Disclaimer: I'm not and have never been a member of the Spades or any other gang and I've not had any contact with Michael Wayne or anyone else in these videos. Their comments and additions and corrections to this transcription are very welcome.    

My notes/explanations in this transcription are given in brackets. The first comments about "burning" are given in bold font to highlight those comments.

This video is given as Part 2 of 2, however I haven't found Part 1 of 2.   
-snip-
Click https://pancocojams.blogspot.com/2020/10/youtube-video-with-comments-about-rock.html for the closely related pancocojams post entitled "
YouTube Video With Comments About Rock Dance (Burning/UpRock) in Brooklyn "

****
TRANSCRIPTION OF https://www.youtube.com/watch?v=EGiWxc7GUss&ab_channel=MichaelWaynetv
"PART 2 OF 2 ...Zulu King Cholly Rock talks about the very beginning of breakdancing with The Black Spades, The N [four letter form of the n word] Twins, Clark Kent, James Bond and the Zulu Kings

 Michael Waynetv [MWTV] -Let’s define what Hip Hop culture is. How would you define it? What’s your definition of-

Cholly Rock [CR]- Ah, what it is now  - Annnd it has [gotten] real commercial-I have a definition for now. Right, you know you have people who created the five different elements and all these different things and that’s what it’s become. But what it was for me always was the music, and the dancers. And, eventually, later on the rappers. And that’s what it always has been for me. And that’s what I still continue to define it as. And I understand that others have added the media artist and all that kind of thing. That’s great if you wanna add that. But, for me, the graffiti artists were in existence even before Hip Hop culture. I know a lot of cats that were graffiti artists. I know White guys who were graffiti artists who wouldn’t have anything to do with Black people let alone with Hip Hop.


MWTV- Um

CR – So, you know, I I appreciate that it was incorporated in. That’s wonderful. But I’ve always defined Hip Hop or what it’s come to be known as Hip Hop as the music, the style of dance, and the style of mc-ing or rapping. I think that’s what it’s all inclusive.

MWTV- Okay, so where would you- on the Hip Hop time line- where, how would you start it off? The history of Hip Hop, where would it start from?

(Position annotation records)

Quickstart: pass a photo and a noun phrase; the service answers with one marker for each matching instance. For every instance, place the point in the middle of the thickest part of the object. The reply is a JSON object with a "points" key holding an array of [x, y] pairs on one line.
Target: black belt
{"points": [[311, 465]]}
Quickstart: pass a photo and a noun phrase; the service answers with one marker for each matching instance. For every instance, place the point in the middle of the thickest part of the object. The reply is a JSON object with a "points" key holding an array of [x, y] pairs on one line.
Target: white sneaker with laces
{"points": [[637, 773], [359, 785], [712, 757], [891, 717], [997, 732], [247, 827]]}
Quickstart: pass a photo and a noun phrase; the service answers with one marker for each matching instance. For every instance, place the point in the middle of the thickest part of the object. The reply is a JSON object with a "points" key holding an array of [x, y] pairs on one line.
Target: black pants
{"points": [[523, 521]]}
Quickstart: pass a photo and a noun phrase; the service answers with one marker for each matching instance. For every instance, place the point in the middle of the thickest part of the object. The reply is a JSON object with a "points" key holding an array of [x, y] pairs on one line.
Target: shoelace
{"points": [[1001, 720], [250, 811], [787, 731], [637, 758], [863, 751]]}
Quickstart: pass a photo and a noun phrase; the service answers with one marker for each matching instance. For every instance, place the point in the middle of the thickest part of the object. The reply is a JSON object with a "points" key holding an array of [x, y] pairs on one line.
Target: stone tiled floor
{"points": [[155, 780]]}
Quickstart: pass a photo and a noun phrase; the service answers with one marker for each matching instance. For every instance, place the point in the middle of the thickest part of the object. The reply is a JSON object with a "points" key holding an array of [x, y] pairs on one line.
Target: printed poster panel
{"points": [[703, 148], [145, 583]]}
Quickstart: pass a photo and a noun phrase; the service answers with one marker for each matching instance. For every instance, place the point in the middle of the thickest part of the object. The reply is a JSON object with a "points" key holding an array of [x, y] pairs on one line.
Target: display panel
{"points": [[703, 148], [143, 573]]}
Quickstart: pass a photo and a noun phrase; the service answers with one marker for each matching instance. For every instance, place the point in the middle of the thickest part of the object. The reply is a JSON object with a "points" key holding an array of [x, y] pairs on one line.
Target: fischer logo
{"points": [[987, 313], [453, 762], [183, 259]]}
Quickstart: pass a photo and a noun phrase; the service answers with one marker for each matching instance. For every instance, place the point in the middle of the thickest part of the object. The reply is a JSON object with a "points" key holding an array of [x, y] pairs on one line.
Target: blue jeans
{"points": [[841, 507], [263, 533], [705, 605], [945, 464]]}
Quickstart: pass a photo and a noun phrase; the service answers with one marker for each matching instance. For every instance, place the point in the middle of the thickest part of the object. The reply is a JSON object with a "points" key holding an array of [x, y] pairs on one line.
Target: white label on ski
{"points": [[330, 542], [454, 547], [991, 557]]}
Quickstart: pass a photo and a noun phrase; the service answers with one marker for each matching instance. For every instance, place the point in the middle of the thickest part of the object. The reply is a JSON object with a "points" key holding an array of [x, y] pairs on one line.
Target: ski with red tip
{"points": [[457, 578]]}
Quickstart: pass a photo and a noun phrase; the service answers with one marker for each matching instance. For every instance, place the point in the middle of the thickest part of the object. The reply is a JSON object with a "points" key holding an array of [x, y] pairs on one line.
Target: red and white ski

__YOUR INSTRUCTIONS__. Repeat word for word the stretch of the hip hop interview transcription from "Cholly Rock [CR]- Ah, what" through "with Hip Hop.".

__RIGHT ANSWER__.
Cholly Rock [CR]- Ah, what it is now  - Annnd it has [gotten] real commercial-I have a definition for now. Right, you know you have people who created the five different elements and all these different things and that’s what it’s become. But what it was for me always was the music, and the dancers. And, eventually, later on the rappers. And that’s what it always has been for me. And that’s what I still continue to define it as. And I understand that others have added the media artist and all that kind of thing. That’s great if you wanna add that. But, for me, the graffiti artists were in existence even before Hip Hop culture. I know a lot of cats that were graffiti artists. I know White guys who were graffiti artists who wouldn’t have anything to do with Black people let alone with Hip Hop.